__Supplied text__
::::::::::

Never in a million years could I have imagined I would go up to a bank teller wearing a mask and ask for money.
Well, I could, but that’s just me.
I was happily married before this damn pandemic crap.
Old buddies, I’ve known them a long time and they are also aged, send me jokes to cheer me up. Sometimes it works. Sometimes I think they think I get lonely. I don’t. But I love that they think of me.
Somebody said he felt like The Stay-At-Home Order was “incarceration.” I’m thinking right away, I guess this bastard’s never been locked up. The walls were a Pepto-Bismol pink, but that’s another story.
Have a dog asleep at my feet. Just got out of the hot tub after an hour’s walk. Cold can of Foster’s short reach away. The Stones in my headsets. Huge bowl of chocolate ice cream every night. Big screen teevee and a leather recliner. Cable and a DVR. Air conditioning. Not a prison.
And must confess, feels like I wrote the pornographic version of Satanic Verses and there’s a fatwah with my name on it. Walls closing in. A cream color this time.
Anyway, the lustre has come off The Golden Years.
Still happily married. Can’t speak for my wife.
The dumbest thing I’ve ever bought was a 2020 planner.
Day 37: The garbage man placed an AA flyer on my recycling bin.
When this quarantine is over, let’s not tell some people.
New monthly budget: Gas $0 Entertainment $0 Clothes $0 Groceries $2,799.
Breaking News: Wearing a mask inside your home is now highly recommended. Not so much to stop COVID-19, but to stop eating.
Low maintenance chicks are having their moment right now, Sue tells me. We don’t have nails to fill and paint, roots to dye, eyelashes to re-mink, and are thrilled not to have to get dressed every day. I have been training for this moment my entire life!
I hope they give us two weeks notice before sending us back out into the real world. I think we’ll all need the time to become ourselves again. And by “ourselves” I mean lose ten pounds, cut our hair and get used to not drinking at 9:00 a.m.
I stepped on my scale this morning. It said: “Please practice social distancing. Only one person at a time on scale.”

::::::::::

__Directions__
Copy word for word everything in the lockdown essay from "Breaking News: Wearing" down to "at 9:00 a.m.". You won't need the records.

__Recorded information__

::::::::::

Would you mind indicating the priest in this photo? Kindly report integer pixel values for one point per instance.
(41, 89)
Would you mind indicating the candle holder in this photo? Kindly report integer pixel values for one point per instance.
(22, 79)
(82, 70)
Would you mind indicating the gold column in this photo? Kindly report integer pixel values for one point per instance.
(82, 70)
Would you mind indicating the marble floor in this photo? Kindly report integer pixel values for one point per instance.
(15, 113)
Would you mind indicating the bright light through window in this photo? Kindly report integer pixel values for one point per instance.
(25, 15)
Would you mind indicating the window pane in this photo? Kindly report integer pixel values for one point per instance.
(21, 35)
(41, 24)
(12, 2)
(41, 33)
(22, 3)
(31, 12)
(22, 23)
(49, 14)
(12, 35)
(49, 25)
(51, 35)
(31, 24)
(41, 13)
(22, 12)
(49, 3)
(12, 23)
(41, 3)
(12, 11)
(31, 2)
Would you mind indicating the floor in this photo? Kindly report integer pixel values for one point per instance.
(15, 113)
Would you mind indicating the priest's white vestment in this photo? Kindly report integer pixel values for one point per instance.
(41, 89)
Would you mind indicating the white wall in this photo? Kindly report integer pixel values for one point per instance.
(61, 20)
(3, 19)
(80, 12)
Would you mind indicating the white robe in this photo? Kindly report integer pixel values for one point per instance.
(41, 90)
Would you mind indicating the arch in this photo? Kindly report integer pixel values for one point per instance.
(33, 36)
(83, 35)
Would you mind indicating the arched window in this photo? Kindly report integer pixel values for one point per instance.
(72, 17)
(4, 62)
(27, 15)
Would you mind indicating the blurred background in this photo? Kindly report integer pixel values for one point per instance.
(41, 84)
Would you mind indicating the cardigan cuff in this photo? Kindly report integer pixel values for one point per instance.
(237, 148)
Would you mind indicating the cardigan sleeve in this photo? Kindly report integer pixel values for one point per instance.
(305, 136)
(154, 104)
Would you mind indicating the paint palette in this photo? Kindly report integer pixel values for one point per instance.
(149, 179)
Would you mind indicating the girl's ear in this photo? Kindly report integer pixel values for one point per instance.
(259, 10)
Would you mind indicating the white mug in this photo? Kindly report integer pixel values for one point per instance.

::::::::::

__Response area__
Breaking News: Wearing a mask inside your home is now highly recommended. Not so much to stop COVID-19, but to stop eating.
Low maintenance chicks are having their moment right now, Sue tells me. We don’t have nails to fill and paint, roots to dye, eyelashes to re-mink, and are thrilled not to have to get dressed every day. I have been training for this moment my entire life!
I hope they give us two weeks notice before sending us back out into the real world. I think we’ll all need the time to become ourselves again. And by “ourselves” I mean lose ten pounds, cut our hair and get used to not drinking at 9:00 a.m.